* **WHAT THE TASK ASKS**
Copy out each line in the rows below that contains the string "roof". Case counts.

Image entries for named regions:

■ ■ ■

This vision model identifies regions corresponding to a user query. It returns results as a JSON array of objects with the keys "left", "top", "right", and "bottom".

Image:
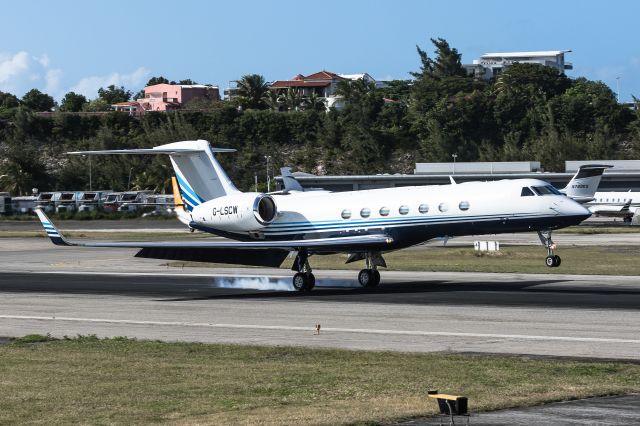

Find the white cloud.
[
  {"left": 70, "top": 67, "right": 151, "bottom": 98},
  {"left": 35, "top": 55, "right": 50, "bottom": 68},
  {"left": 44, "top": 68, "right": 64, "bottom": 98},
  {"left": 0, "top": 51, "right": 151, "bottom": 101},
  {"left": 0, "top": 52, "right": 31, "bottom": 91}
]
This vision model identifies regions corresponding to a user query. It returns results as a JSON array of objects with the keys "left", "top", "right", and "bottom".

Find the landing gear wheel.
[
  {"left": 305, "top": 272, "right": 316, "bottom": 291},
  {"left": 358, "top": 269, "right": 380, "bottom": 287},
  {"left": 545, "top": 254, "right": 562, "bottom": 268},
  {"left": 293, "top": 272, "right": 316, "bottom": 291},
  {"left": 369, "top": 269, "right": 380, "bottom": 287},
  {"left": 358, "top": 269, "right": 375, "bottom": 287}
]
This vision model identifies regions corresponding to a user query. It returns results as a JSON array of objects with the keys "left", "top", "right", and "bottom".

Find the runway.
[{"left": 0, "top": 268, "right": 640, "bottom": 360}]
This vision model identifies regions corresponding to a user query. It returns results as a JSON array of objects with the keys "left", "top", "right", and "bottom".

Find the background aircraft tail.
[
  {"left": 69, "top": 139, "right": 240, "bottom": 211},
  {"left": 560, "top": 164, "right": 613, "bottom": 203}
]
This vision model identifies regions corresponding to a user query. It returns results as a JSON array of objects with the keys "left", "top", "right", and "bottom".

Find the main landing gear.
[
  {"left": 538, "top": 231, "right": 562, "bottom": 268},
  {"left": 291, "top": 250, "right": 387, "bottom": 291},
  {"left": 347, "top": 253, "right": 387, "bottom": 287},
  {"left": 291, "top": 251, "right": 316, "bottom": 291}
]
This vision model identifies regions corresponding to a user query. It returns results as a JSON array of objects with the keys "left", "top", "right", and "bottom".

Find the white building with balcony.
[{"left": 463, "top": 50, "right": 573, "bottom": 80}]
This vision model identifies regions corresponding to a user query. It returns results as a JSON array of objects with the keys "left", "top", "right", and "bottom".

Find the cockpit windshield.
[
  {"left": 531, "top": 185, "right": 562, "bottom": 195},
  {"left": 520, "top": 186, "right": 534, "bottom": 197}
]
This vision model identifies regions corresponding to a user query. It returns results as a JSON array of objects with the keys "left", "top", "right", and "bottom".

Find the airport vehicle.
[
  {"left": 585, "top": 191, "right": 640, "bottom": 223},
  {"left": 37, "top": 140, "right": 591, "bottom": 290}
]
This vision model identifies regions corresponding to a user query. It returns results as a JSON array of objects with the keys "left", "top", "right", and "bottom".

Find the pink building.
[{"left": 136, "top": 84, "right": 220, "bottom": 111}]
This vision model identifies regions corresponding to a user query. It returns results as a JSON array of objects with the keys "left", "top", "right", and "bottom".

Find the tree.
[
  {"left": 410, "top": 38, "right": 486, "bottom": 116},
  {"left": 410, "top": 38, "right": 467, "bottom": 78},
  {"left": 98, "top": 84, "right": 131, "bottom": 105},
  {"left": 238, "top": 74, "right": 269, "bottom": 109},
  {"left": 82, "top": 98, "right": 111, "bottom": 112},
  {"left": 22, "top": 89, "right": 56, "bottom": 111},
  {"left": 0, "top": 91, "right": 20, "bottom": 119},
  {"left": 60, "top": 92, "right": 87, "bottom": 112},
  {"left": 0, "top": 91, "right": 20, "bottom": 109}
]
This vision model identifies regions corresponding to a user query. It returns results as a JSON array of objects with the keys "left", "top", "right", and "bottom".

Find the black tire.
[
  {"left": 293, "top": 272, "right": 309, "bottom": 291},
  {"left": 358, "top": 269, "right": 374, "bottom": 287},
  {"left": 304, "top": 272, "right": 316, "bottom": 291},
  {"left": 369, "top": 269, "right": 380, "bottom": 287}
]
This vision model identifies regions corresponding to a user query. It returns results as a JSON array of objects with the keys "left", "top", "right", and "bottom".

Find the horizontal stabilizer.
[
  {"left": 36, "top": 209, "right": 393, "bottom": 255},
  {"left": 67, "top": 148, "right": 236, "bottom": 155}
]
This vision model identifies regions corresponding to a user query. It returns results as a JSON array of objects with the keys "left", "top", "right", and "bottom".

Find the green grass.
[{"left": 0, "top": 336, "right": 640, "bottom": 425}]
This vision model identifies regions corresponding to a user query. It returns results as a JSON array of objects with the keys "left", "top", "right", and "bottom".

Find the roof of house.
[
  {"left": 481, "top": 50, "right": 571, "bottom": 58},
  {"left": 303, "top": 70, "right": 344, "bottom": 80},
  {"left": 271, "top": 70, "right": 346, "bottom": 87},
  {"left": 271, "top": 80, "right": 331, "bottom": 87}
]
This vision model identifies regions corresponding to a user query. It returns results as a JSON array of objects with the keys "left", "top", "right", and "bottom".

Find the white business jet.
[{"left": 37, "top": 140, "right": 591, "bottom": 291}]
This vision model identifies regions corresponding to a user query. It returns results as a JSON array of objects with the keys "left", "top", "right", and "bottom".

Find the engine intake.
[{"left": 253, "top": 195, "right": 278, "bottom": 225}]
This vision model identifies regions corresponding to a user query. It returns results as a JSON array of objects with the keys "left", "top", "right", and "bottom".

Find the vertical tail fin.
[
  {"left": 560, "top": 164, "right": 613, "bottom": 203},
  {"left": 69, "top": 139, "right": 239, "bottom": 211},
  {"left": 171, "top": 177, "right": 192, "bottom": 226}
]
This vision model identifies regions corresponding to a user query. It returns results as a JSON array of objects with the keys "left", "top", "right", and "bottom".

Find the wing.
[{"left": 35, "top": 209, "right": 393, "bottom": 266}]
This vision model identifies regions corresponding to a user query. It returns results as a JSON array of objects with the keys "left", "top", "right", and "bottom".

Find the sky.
[{"left": 0, "top": 0, "right": 640, "bottom": 101}]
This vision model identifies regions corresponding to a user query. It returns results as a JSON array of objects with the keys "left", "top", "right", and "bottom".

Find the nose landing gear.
[{"left": 538, "top": 231, "right": 562, "bottom": 268}]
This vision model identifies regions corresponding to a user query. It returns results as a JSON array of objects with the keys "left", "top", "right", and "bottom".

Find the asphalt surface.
[
  {"left": 0, "top": 238, "right": 640, "bottom": 425},
  {"left": 0, "top": 238, "right": 640, "bottom": 360}
]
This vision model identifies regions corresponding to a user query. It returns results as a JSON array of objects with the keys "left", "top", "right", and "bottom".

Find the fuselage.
[
  {"left": 585, "top": 191, "right": 640, "bottom": 216},
  {"left": 191, "top": 179, "right": 590, "bottom": 249}
]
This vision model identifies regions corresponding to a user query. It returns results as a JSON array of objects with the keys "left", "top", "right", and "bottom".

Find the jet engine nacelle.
[{"left": 191, "top": 192, "right": 278, "bottom": 232}]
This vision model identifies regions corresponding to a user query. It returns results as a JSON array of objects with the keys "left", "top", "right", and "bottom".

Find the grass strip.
[{"left": 0, "top": 336, "right": 640, "bottom": 425}]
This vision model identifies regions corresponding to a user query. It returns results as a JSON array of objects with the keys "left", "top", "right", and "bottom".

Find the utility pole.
[
  {"left": 83, "top": 155, "right": 93, "bottom": 191},
  {"left": 264, "top": 155, "right": 271, "bottom": 192},
  {"left": 127, "top": 167, "right": 133, "bottom": 191}
]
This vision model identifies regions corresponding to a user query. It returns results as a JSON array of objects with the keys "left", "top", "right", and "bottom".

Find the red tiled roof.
[
  {"left": 271, "top": 80, "right": 331, "bottom": 87},
  {"left": 304, "top": 70, "right": 344, "bottom": 80}
]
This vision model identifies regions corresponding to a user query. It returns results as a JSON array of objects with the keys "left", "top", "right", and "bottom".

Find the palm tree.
[
  {"left": 303, "top": 92, "right": 327, "bottom": 111},
  {"left": 264, "top": 90, "right": 285, "bottom": 111},
  {"left": 238, "top": 74, "right": 269, "bottom": 109}
]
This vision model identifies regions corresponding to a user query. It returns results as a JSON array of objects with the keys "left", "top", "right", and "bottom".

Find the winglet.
[{"left": 35, "top": 209, "right": 73, "bottom": 246}]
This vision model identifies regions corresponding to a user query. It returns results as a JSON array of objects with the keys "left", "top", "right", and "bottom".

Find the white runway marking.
[{"left": 0, "top": 315, "right": 640, "bottom": 344}]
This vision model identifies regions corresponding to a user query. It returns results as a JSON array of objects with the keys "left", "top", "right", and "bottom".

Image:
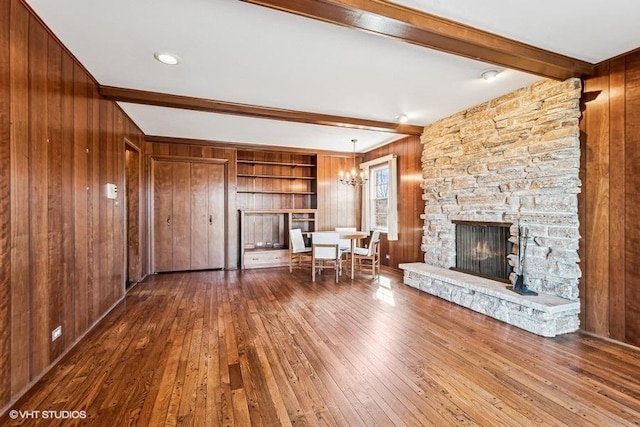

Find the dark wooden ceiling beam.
[
  {"left": 99, "top": 86, "right": 423, "bottom": 135},
  {"left": 243, "top": 0, "right": 594, "bottom": 80}
]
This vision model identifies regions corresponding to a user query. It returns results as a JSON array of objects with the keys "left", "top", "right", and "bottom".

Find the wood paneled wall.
[
  {"left": 316, "top": 154, "right": 361, "bottom": 230},
  {"left": 0, "top": 0, "right": 142, "bottom": 408},
  {"left": 364, "top": 136, "right": 424, "bottom": 268},
  {"left": 580, "top": 51, "right": 640, "bottom": 346}
]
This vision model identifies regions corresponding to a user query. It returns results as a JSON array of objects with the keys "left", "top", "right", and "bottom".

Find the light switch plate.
[{"left": 107, "top": 184, "right": 118, "bottom": 200}]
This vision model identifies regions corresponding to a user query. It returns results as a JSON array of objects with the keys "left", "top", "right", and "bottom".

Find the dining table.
[
  {"left": 304, "top": 230, "right": 369, "bottom": 279},
  {"left": 340, "top": 231, "right": 369, "bottom": 279}
]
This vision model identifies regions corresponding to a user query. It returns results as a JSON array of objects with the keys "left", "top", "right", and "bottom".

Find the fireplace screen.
[{"left": 453, "top": 221, "right": 512, "bottom": 283}]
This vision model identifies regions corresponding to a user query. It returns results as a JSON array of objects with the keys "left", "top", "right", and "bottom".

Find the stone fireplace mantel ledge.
[{"left": 399, "top": 262, "right": 580, "bottom": 337}]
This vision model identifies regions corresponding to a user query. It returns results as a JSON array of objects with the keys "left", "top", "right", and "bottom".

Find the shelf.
[
  {"left": 237, "top": 190, "right": 316, "bottom": 196},
  {"left": 239, "top": 209, "right": 317, "bottom": 269},
  {"left": 237, "top": 173, "right": 316, "bottom": 181},
  {"left": 236, "top": 159, "right": 316, "bottom": 168}
]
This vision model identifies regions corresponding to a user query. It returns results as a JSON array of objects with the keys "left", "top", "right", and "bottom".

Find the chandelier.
[{"left": 338, "top": 139, "right": 367, "bottom": 187}]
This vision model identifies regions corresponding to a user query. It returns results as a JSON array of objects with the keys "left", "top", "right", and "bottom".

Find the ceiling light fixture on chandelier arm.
[{"left": 338, "top": 139, "right": 367, "bottom": 187}]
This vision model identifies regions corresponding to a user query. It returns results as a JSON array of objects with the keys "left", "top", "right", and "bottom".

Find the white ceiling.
[{"left": 27, "top": 0, "right": 640, "bottom": 151}]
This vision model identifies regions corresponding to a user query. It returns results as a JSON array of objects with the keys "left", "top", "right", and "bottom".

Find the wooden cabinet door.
[
  {"left": 191, "top": 163, "right": 225, "bottom": 270},
  {"left": 153, "top": 160, "right": 226, "bottom": 272},
  {"left": 152, "top": 161, "right": 173, "bottom": 271}
]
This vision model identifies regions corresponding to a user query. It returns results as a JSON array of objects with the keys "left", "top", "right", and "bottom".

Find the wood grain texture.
[
  {"left": 8, "top": 1, "right": 31, "bottom": 403},
  {"left": 609, "top": 58, "right": 627, "bottom": 341},
  {"left": 144, "top": 142, "right": 241, "bottom": 271},
  {"left": 316, "top": 155, "right": 361, "bottom": 230},
  {"left": 0, "top": 1, "right": 11, "bottom": 408},
  {"left": 579, "top": 51, "right": 640, "bottom": 345},
  {"left": 583, "top": 64, "right": 611, "bottom": 336},
  {"left": 124, "top": 145, "right": 141, "bottom": 283},
  {"left": 100, "top": 86, "right": 423, "bottom": 135},
  {"left": 617, "top": 52, "right": 640, "bottom": 346},
  {"left": 0, "top": 268, "right": 640, "bottom": 426},
  {"left": 364, "top": 136, "right": 424, "bottom": 268},
  {"left": 0, "top": 0, "right": 142, "bottom": 408},
  {"left": 244, "top": 0, "right": 593, "bottom": 80}
]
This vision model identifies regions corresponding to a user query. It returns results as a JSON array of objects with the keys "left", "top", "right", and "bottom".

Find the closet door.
[
  {"left": 152, "top": 161, "right": 174, "bottom": 271},
  {"left": 191, "top": 163, "right": 225, "bottom": 270},
  {"left": 171, "top": 162, "right": 191, "bottom": 271},
  {"left": 152, "top": 160, "right": 226, "bottom": 272}
]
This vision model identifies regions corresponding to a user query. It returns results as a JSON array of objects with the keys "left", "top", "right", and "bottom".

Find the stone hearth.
[{"left": 400, "top": 262, "right": 580, "bottom": 337}]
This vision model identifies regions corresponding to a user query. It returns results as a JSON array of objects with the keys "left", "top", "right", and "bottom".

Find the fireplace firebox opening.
[{"left": 451, "top": 221, "right": 513, "bottom": 283}]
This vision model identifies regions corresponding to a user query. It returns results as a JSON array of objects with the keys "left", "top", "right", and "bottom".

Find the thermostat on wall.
[{"left": 107, "top": 184, "right": 118, "bottom": 200}]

■ ■ ■

* **EXERCISE RESPONSE**
Find the roof of house.
Find the red tiled roof.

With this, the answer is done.